• Text section
-=-=-=-=-

Product Deep-Dive · 7 of 7

Fortanix

16 / 17
Confidential Computing · Hardware Enclaves

Fortanix

DSM (HSM) + CCM (enclave orchestration) + Armet AI (turnkey GenAI in TEE).
Poor Fit
3/10
DECISION SCORE

WHAT IT DOES

Data Security Manager: FIPS 140-2 Level 3 key/HSM manager. Confidential Computing Manager: orchestration + remote attestation for apps inside hardware enclaves (Intel SGX/TDX, AMD SEV-SNP, NVIDIA H100 confidential GPU). Armet AI: turnkey GenAI stack (vector DB + inference + DLP + guardrails) where every stage runs inside a TEE.

WILL IT SOLVE THE PROBLEM?

FATAL BLOCKER: cannot put Claude inside a Fortanix enclave. Claude weights are not licensed for self-hosting. Anthropic’s own Confidential Inference via Trusted VMs (Nov 2024) is research-stage, not a product. Fortanix presumes you own the model (Llama, Mistral). Once a request leaves your enclave to hit api.anthropic.com, the TEE guarantee is broken.

ESTIMATED COST (USD/YR)

$200K–$600K/yr all-in. DSM: $30K–$80K entry, $100K–$250K+ HA production. CCM: $50K–$150K add-on. Armet AI: $250K–$500K+. Plus Azure CVM compute ($0.50–$2/hr per node). No public price list.

TIME TO IMPLEMENT

POC: 6–10 weeks (Azure CVM provisioning, attestation wiring, one workload). Production: 6–9 months with a dedicated security engineer + Fortanix professional services engagement. Not weeks.

WHAT WE NEED

Azure CVM quota (DCasv5/ECasv5 SEV-SNP or DCesv5 TDX). Azure Attestation Service. BAA with Microsoft (have) + Fortanix (separate). Self-hostable model (Llama 3, Mistral, Phi) — not Claude. Python/Go/Java SDKs. Fortanix REST APIs + CCM node agents.

-=-=-=-=-

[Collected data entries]
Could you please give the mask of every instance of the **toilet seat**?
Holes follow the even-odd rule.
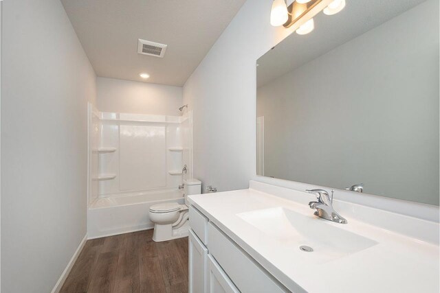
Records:
[[[182,204],[177,202],[164,202],[150,207],[150,211],[156,213],[170,213],[180,209],[182,209]]]

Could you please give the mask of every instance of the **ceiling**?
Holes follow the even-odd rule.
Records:
[[[315,30],[292,34],[257,60],[257,87],[294,70],[331,49],[402,14],[425,0],[346,0],[335,15],[320,12]]]
[[[245,1],[61,0],[98,76],[179,86]],[[138,54],[138,38],[168,45],[164,57]]]

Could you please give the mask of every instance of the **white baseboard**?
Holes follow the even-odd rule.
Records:
[[[54,289],[52,289],[52,293],[58,293],[60,292],[60,290],[61,290],[61,287],[63,287],[63,284],[64,284],[64,281],[66,281],[66,279],[67,279],[67,276],[69,275],[70,270],[74,266],[74,264],[78,259],[78,257],[79,257],[80,253],[81,253],[81,250],[82,250],[82,248],[85,245],[85,242],[87,241],[87,235],[86,234],[86,235],[84,236],[84,238],[82,238],[82,240],[81,240],[81,243],[80,243],[78,248],[76,248],[76,251],[75,251],[75,253],[74,253],[72,259],[70,259],[69,263],[67,263],[67,266],[64,269],[64,272],[63,272],[63,274],[61,274],[60,279],[58,279],[56,284],[55,284],[55,287],[54,287]]]
[[[146,225],[140,228],[128,228],[124,229],[118,229],[112,232],[102,234],[97,234],[88,238],[88,239],[102,238],[103,237],[114,236],[116,235],[129,233],[131,232],[142,231],[144,230],[151,230],[154,228],[154,224],[152,225]]]

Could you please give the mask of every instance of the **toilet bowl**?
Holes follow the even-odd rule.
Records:
[[[185,203],[186,196],[200,194],[201,183],[196,179],[184,180]],[[186,204],[164,202],[150,207],[150,220],[154,223],[153,241],[156,242],[182,238],[188,235],[188,212]]]

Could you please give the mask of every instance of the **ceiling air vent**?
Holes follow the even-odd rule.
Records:
[[[150,42],[149,40],[145,40],[140,38],[138,40],[138,54],[164,58],[165,51],[166,51],[166,45]]]

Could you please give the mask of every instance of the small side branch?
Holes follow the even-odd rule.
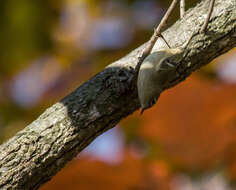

-=-=-=-=-

• How to complete this task
According to the Fortanix product text, how long would a production implementation take?

• Response to this exercise
6–9 months, with a dedicated security engineer and a Fortanix professional services engagement.